» Supplied passage:
By • Apr 19th, 2013 • Category: Reviews, Washington DC
Wallenstein
Shakespeare Theatre Company: (Info) (Web)
Sidney Harman Hall, Washington DC
Through May 31st
2:30 with one intermission
$43-$105 (Plus Fees)
Reviewed April 17th, 2013

In Shakespeare Theater Company’s always-informative “Asides” publication, Robert Pinsky, who translated, adapted, and condensed Friedrich Schiller’s 1798 11-hour saga on the career of 30 Years’ War general Albrecht Wallenstein, spends much of his article discussing German playwright Bertolt Brecht’s approach to theater. Well that he should. This Wallenstein, directed by Michael Kahn, is a very Brechtian take on the material. Frequent breaches of the fourth wall are to be expected; realism in acting, seeking to encourage the audience to identify emotionally with the characters, is not the objective. The play’s language is very modern, colloquial, and frequently ironic. While admirably clear, the language, given that its original author and adaptor are both well-regarded poets, is surprisingly unpoetic.

The most interesting Brechtian touch is Pinsky’s creation of “Dead Wallenstein,” an incarnation of Steve Pickering’s protagonist who, illuminated by Mark McCullough’s green lighting, speaks directly to the audience, commenting sardonically on the action and characters of the play and calling the audience’s attention to its lessons for the present time (e.g., drawing a parallel between 17th century Europeans’ allegiance to the Holy Roman Emperor and Americans’ veneration of the Constitution). If there is a lesson implicit in the play, such as the folly of seeking greatness too single-mindedly, Dead Wallenstein is there to state it explicitly. Likewise, the ensemble’s repeated, heavily ironic invocation of a portion of Schiller’s poem “Hope” is as Brechtian as a chorus from The Threepenny Opera.

If Wallenstein dead is steeped in irony, Wallenstein alive, within the fourth wall, is a creature of unbounded ego, rising to near-megalomaniacal proportions in his speech concluding the first act. Pickering gives to the character something of the adolescent who combines an unquenchable desire for omnipotence with a feeling of invulnerability. At the same time, Pickering’s characterization shows why Wallenstein, who knows his soldiers by name and takes good care of them, is an effective military leader. Cleverer than most of his adversaries, and able to best them in conversational combat, Wallenstein is also blind to the peril into which their plotting – and his own — puts him.

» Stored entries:

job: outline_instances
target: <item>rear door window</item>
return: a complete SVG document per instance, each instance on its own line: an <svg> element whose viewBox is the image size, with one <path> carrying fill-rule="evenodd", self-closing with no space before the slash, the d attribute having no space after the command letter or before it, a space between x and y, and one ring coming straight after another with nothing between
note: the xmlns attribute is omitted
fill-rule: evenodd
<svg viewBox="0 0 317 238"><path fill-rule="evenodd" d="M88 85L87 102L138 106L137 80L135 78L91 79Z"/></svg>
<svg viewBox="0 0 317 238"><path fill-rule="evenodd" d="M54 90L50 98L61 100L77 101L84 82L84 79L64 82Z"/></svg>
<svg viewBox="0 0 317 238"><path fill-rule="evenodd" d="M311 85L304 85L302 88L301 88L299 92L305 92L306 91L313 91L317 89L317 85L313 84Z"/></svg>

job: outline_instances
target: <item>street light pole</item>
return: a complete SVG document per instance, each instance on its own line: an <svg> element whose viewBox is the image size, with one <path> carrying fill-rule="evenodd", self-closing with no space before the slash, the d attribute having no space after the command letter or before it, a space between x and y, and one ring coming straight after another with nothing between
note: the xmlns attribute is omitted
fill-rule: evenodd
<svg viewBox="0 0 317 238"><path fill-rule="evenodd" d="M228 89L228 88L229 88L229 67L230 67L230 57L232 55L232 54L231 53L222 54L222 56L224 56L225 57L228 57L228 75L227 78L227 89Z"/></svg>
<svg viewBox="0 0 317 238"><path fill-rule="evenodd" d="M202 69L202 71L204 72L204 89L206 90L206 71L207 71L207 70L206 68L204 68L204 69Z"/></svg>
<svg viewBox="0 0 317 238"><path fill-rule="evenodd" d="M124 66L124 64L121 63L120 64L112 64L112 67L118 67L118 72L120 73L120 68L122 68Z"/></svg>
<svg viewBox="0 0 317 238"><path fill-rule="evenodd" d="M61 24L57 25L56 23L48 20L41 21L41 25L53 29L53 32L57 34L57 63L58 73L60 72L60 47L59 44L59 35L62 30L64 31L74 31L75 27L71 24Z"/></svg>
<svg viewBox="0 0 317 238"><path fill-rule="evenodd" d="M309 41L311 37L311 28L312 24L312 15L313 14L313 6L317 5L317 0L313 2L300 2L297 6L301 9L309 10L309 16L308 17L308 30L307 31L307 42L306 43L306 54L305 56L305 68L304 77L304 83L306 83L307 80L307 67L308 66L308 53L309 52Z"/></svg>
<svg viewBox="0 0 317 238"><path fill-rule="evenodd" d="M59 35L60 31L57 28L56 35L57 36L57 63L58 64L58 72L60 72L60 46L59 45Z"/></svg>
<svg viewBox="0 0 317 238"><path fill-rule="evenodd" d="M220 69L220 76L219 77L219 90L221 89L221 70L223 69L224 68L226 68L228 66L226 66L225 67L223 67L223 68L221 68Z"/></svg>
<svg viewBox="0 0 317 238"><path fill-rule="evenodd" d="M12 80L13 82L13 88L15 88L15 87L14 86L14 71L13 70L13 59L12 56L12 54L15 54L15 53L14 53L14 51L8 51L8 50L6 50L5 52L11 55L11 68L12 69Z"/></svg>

» Task instructions:
**a.** Please answer these questions about the Wallenstein review, each on its own line:
(i) Who directed this production?
(ii) What color is the lighting on Dead Wallenstein?
(iii) Which Schiller poem does the ensemble repeatedly invoke?
**b.** Carry the Wallenstein review forward from its final sentence with a few more paragraphs in the same critical voice.

» Answer set:
**a.**
(i) Michael Kahn
(ii) Green
(iii) "Hope"

**b.**
Betrayal, and the mixture of motives leading to it, are major themes in the play. Wallenstein betrays the Emperor by making common cause with the Swedish enemy, out of mixed desires for power and peace. His old friend Octavio (Robert Sicular), from a combination of ambition and attachment to the legitimacy of political arrangements that the Emperor represents, betrays Wallenstein. Wallenstein has betrayed Colonel Bailey (an excellent Chris Hietkko) by underhandedly blocking his desired promotion. Upon learning this, Bailey, previously a Wallenstein loyalist, turns on his erstwhile leader. In a low comic scene somewhat uncomfortably setting up the play’s final act of violence, Bailey then finds it easy to persuade a pair of bumbling soldiers (Reginald Andre Jackson and Glen Parnell) to abandon their allegiance to Wallenstein for reasons well short of lofty. Only Octavio’s son Max (Nick Dillenburg) is pure of heart and romantically idealistic, traits not conducive to survival in the play’s John le Carre-like world of conspiracy, treachery, and treason. All the talk of treason inevitably raises the questions of to whom loyalty is owed and when and on what basis it may rightly be abandoned, questions the play leaves for the audience’s consideration.

The performances by the large cast were consistently strong. Of particular note are Diane D’Aquila as Wallenstein’s powerful sister and Derrick Lee Weeden as the not terrifically bright and often drunken General Kolibas. The ensemble, convincingly dressed in armor in many scenes, move well together and are a credible representation of the large army that Wallenstein commands. For a play taking place during Europe’s most destructive war before World War I, there is little stage combat, and much of the play’s violence takes place offstage, heard but not seen. The play is not a military history lesson; as Dead Wallenstein says to begin the show, “Forget the 30 Years’ War.” The conflict that matters is in the minds of the characters.

The production uses the same brutalist concrete set used for Coriolanus, with the addition of a few elements, notably a large flown-in astrological representation of the solar system (Wallenstein was a convinced believer in astrology). While fully functional in Wallenstein, the set probably has greater emotional resonance with the characters and story of Coriolanus. But, in Wallenstein, emotional resonance is not the point.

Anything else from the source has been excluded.